Text shown.
* * *

Special Notes on Aug. 24, 2018

Date:	Aug 24, 2018
Last Updated:	Jan 29, 2019
Categories:	Notes Theory
Tags:	algorithm deep-learning inverse-problem optimization

Introduction

Check here to see Levenberg–Marquardt algorithm in Wikipedia.

Check this link and we could review the theory of Levenberg–Marquardt algorithm (LMA), which is used as an improvement compared to the plain first-order gradient descent method. In this short discussion, we would like to talk about how and why we could derive such a method. Then we would know that when we could use this method and when we could not.

To understand the following part, we need to introduce such concepts:

Derivation for vector-valued function

Suppose that we have a function $\mathbf{y} = \mathbf{f}(\mathbf{x})$, where $\mathbf{x}$ is an $M$ dimensional vector (or $1 \times M$ dimensional matrix) and $\mathbf{y}$ is an $N$ dimensional vector. Thus we know $\mathbf{f}$ is an $\mathbb{R}^{M} \rightarrow \mathbb{R}^{N}$ mapping. In particular, if $N=1$, the function accepts an $M$ dimensional vector but only gives one output value. We use $y = f(\mathbf{x})$ to represent this case. In another case, the function only accepts one value but outputs a vector. We use $\mathbf{y} = \mathbf{f}(x)$ to represent this case.

First, let us talk about the special case $f(\mathbf{x})$. Since the input of $f$ is a vector, we could view it as $f(x_1,~x_2,~\ldots~x_M)$, where $x_i$ is the $i^{\mathrm{th}}$ element of $\mathbf{x}$. We could calculate $\frac{\partial f}{\partial x_i}$ for any $i$. Thus we denote the derivative of $f$ over $\mathbf{x}$ is:

\begin{align} \frac{\partial f}{\partial \mathbf{x}} = \left[ \frac{\partial f}{\partial x_1} ,~ \frac{\partial f}{\partial x_2} ,~ \ldots ,~ \frac{\partial f}{\partial x_M} \right]. \end{align}

In the other case $\mathbf{f}(x)$. Denote $f_i(x)$ as the $i^{\mathrm{th}}$ element of $\mathbf{y}$. Since we could calculate $\frac{\partial f_i}{\partial x}$ for any $i$. Thus we denote the derivative of $\mathbf{f}$ over $x$ is:

\begin{align} \frac{\partial \mathbf{f}}{\partial x} = \left[ \frac{\partial f_1}{\partial x} ,~ \frac{\partial f_2}{\partial x} ,~ \ldots ,~ \frac{\partial f_N}{\partial x} \right]. \end{align}

Jacobian matrix

Check here to see Jacobian matrix in Wikipedia.

* * *

Set tasks.
• A. List every tag assigned to the Levenberg–Marquardt notes.
• B. Print the passage of the Levenberg–Marquardt notes starting at "Special Notes on" and ending at "we could not.".
The entries that come next are separate material, not part of the Levenberg–Marquardt notes.

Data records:
* * *

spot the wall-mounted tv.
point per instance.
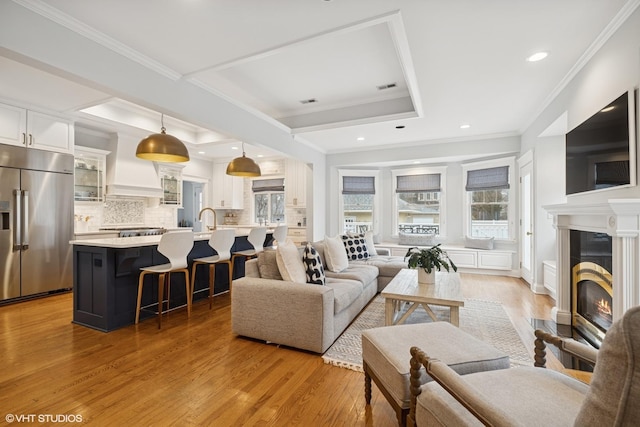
(601, 151)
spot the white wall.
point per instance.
(612, 70)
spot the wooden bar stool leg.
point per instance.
(139, 303)
(160, 298)
(212, 280)
(187, 290)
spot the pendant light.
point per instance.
(160, 147)
(243, 166)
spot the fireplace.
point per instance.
(607, 235)
(591, 284)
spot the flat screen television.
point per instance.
(598, 151)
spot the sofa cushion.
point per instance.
(388, 266)
(355, 246)
(335, 254)
(268, 265)
(313, 265)
(434, 406)
(345, 292)
(290, 263)
(363, 273)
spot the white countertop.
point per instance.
(137, 241)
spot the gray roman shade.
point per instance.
(358, 185)
(262, 185)
(488, 179)
(418, 183)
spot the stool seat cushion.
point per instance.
(386, 351)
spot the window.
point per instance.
(488, 199)
(268, 201)
(357, 202)
(418, 203)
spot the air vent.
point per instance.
(387, 86)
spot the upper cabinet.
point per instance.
(171, 182)
(89, 174)
(33, 129)
(228, 191)
(295, 183)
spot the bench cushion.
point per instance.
(386, 351)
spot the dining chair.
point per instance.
(175, 246)
(221, 241)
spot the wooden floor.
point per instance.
(195, 371)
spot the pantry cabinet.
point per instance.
(171, 182)
(33, 129)
(295, 184)
(228, 191)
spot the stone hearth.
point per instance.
(619, 218)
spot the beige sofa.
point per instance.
(305, 316)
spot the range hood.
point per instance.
(128, 175)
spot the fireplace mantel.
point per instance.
(619, 218)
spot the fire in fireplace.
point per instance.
(592, 285)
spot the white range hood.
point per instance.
(128, 175)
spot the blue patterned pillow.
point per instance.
(313, 265)
(355, 246)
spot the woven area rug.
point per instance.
(486, 320)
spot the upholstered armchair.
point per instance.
(534, 396)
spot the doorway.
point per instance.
(526, 217)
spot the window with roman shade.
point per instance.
(418, 203)
(489, 197)
(358, 202)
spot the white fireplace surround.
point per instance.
(619, 218)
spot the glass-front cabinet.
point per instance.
(171, 181)
(89, 174)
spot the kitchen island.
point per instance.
(106, 271)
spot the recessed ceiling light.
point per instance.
(538, 56)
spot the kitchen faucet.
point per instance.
(210, 228)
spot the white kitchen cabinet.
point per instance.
(33, 129)
(295, 183)
(228, 191)
(89, 174)
(171, 183)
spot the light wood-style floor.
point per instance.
(195, 371)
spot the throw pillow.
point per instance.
(335, 254)
(355, 246)
(268, 265)
(290, 263)
(313, 265)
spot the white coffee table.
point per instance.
(404, 288)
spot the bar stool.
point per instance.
(175, 246)
(280, 235)
(256, 238)
(221, 241)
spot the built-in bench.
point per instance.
(486, 261)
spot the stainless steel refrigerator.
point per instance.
(36, 221)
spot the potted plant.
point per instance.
(427, 261)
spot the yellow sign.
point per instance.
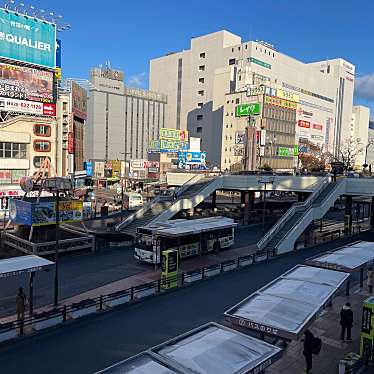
(288, 96)
(174, 134)
(280, 102)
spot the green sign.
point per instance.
(244, 110)
(26, 39)
(259, 62)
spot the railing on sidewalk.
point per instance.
(39, 321)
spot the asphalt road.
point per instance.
(91, 344)
(80, 272)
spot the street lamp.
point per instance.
(265, 180)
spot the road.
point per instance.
(80, 272)
(91, 344)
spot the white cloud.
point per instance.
(364, 87)
(137, 80)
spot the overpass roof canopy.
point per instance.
(23, 264)
(288, 305)
(347, 259)
(181, 227)
(210, 348)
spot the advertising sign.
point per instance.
(244, 110)
(259, 62)
(288, 96)
(79, 101)
(27, 39)
(24, 83)
(174, 134)
(304, 124)
(44, 213)
(317, 127)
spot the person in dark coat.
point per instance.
(346, 321)
(308, 350)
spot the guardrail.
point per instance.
(62, 314)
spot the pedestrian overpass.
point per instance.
(283, 235)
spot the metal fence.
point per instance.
(55, 316)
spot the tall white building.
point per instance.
(196, 82)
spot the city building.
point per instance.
(121, 120)
(197, 81)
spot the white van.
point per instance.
(132, 200)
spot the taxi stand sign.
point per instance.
(170, 265)
(367, 326)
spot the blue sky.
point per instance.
(130, 33)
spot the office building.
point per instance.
(197, 81)
(121, 120)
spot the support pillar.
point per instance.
(348, 215)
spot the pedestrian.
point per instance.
(369, 279)
(346, 321)
(21, 304)
(309, 343)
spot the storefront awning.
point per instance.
(349, 259)
(289, 304)
(23, 264)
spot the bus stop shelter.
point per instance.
(288, 305)
(211, 348)
(348, 259)
(30, 264)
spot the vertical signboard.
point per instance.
(27, 39)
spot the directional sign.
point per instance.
(244, 110)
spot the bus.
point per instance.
(189, 237)
(132, 200)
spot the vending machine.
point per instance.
(170, 266)
(367, 326)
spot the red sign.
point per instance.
(70, 142)
(49, 110)
(305, 124)
(317, 126)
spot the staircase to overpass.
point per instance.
(284, 234)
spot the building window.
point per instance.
(42, 146)
(42, 130)
(12, 150)
(38, 160)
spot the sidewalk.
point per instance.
(326, 327)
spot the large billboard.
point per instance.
(44, 213)
(25, 83)
(26, 39)
(79, 104)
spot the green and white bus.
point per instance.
(189, 237)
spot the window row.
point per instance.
(12, 150)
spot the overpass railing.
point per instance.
(290, 212)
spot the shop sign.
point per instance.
(244, 110)
(304, 124)
(259, 62)
(316, 126)
(282, 94)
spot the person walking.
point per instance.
(309, 343)
(346, 321)
(370, 279)
(21, 304)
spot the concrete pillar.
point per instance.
(348, 215)
(214, 199)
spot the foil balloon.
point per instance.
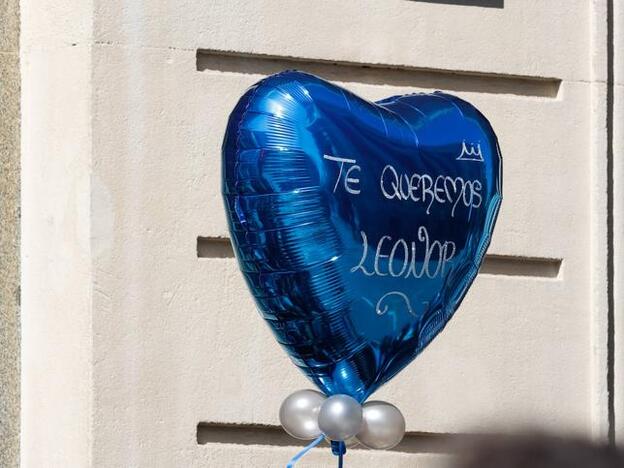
(358, 226)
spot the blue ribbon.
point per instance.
(305, 450)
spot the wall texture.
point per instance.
(141, 346)
(9, 232)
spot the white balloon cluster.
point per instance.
(307, 414)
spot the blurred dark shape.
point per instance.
(539, 450)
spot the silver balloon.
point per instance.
(340, 417)
(349, 443)
(299, 414)
(384, 426)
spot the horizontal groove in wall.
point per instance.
(213, 433)
(214, 247)
(521, 266)
(352, 72)
(220, 247)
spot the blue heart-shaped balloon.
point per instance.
(358, 226)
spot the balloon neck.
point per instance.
(338, 448)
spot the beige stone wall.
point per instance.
(140, 343)
(9, 232)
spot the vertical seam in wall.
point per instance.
(610, 231)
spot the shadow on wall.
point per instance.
(480, 3)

* * *

Answers for this exercise.
• A. algorithm, deep-learning, inverse-problem, optimization

• B.
Special Notes on Aug. 24, 2018

Date:	Aug 24, 2018
Last Updated:	Jan 29, 2019
Categories:	Notes Theory
Tags:	algorithm deep-learning inverse-problem optimization

Introduction

Check here to see Levenberg–Marquardt algorithm in Wikipedia.

Check this link and we could review the theory of Levenberg–Marquardt algorithm (LMA), which is used as an improvement compared to the plain first-order gradient descent method. In this short discussion, we would like to talk about how and why we could derive such a method. Then we would know that when we could use this method and when we could not.